#### 掲載文

データに基づき正しいアクションをとれば利益は必ず上がる
小田島氏の講演タイトルは「DX(データ経営)によって企業と人を元気にする変革ストーリー」。同氏は伊勢神宮参道で約150年前から飲食業を営む老舗食堂「ゑびや」を継承し、さまざまなデジタルツールを使って変革を実現してきた。 小田島氏が店を継いだのは10年ほど前のこと。伊勢神宮はいうまでもなく日本有数の観光地であり、当時のゑびやも観光地でよく見られる昔ながらの店舗だったという。「“THE 日本の家族経営の飲食店”というイメージそのものでした」と小田島氏は振り返る。
まだその頃は経営にさほどの厳しさを感じていなかったものの、人口減少をはじめとする環境の変化や災害リスクを考慮すると、このまま店舗運営を続けてもいずれ大変な状況になるのではと小田島氏は危機感を抱いた。

########
#### 記録一覧

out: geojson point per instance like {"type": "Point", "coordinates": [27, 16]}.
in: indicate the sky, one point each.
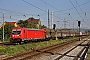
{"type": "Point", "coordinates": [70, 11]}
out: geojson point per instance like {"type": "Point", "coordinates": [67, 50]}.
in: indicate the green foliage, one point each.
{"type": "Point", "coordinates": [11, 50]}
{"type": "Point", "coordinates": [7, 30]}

########
#### 記録一覧

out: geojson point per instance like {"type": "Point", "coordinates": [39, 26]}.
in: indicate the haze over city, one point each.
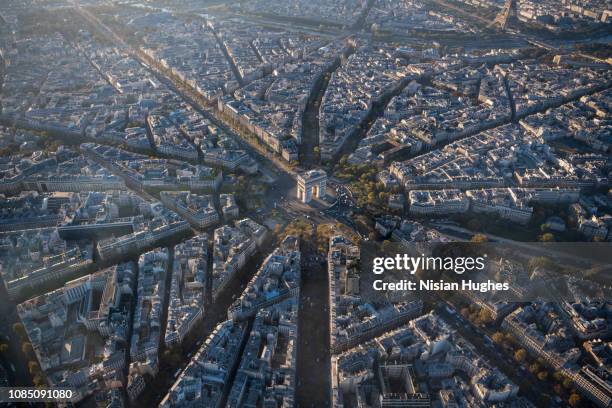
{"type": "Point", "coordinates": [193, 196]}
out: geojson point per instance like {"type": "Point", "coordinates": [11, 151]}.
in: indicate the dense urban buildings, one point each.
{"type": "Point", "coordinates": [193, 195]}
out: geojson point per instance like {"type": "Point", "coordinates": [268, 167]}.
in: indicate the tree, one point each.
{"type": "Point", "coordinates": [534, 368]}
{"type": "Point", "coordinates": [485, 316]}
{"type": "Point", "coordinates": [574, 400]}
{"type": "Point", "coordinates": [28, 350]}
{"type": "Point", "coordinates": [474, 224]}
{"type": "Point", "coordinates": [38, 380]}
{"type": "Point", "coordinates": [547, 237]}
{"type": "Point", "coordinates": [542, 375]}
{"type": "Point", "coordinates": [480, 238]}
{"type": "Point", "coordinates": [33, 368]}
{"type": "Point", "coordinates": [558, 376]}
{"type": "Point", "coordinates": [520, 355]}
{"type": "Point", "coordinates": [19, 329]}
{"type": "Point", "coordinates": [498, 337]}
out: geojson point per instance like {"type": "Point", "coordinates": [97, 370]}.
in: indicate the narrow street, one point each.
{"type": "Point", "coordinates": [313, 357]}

########

取り組む課題>
a) ゑびやの変革を紹介する掲載文によれば、ゑびやは伊勢神宮参道でどのくらい前から飲食業を営んでいるか。
b) ゑびやの変革を紹介する掲載文を、最後の文の続きから書き進めよ。

課題別の回答>
a) 約150年前から営んでいる。

b)
「地方はこれから売上が衰退していくという話をよく聞いていましたが、新しい考え方で事業を変えていけば、地方にも大きな可能性があるのでは、とずっと感じていました」
小田島氏はさまざまな施策を打ってみたが、その効果を客観的に測定する手法がないことが悩みだった。そこで自分たちのアクション効果を知るため、データ分析に行き着いたという。センサーなどでデータを集め、機械学習、AIを使った画像解析、RPAといったツールを導入。さらにはクラウドも採用し、店頭の通行量、入店率、購買傾向を施策ごとに測定・分析して、来店者や売上の予測や、業務の効率化などに活かしていった。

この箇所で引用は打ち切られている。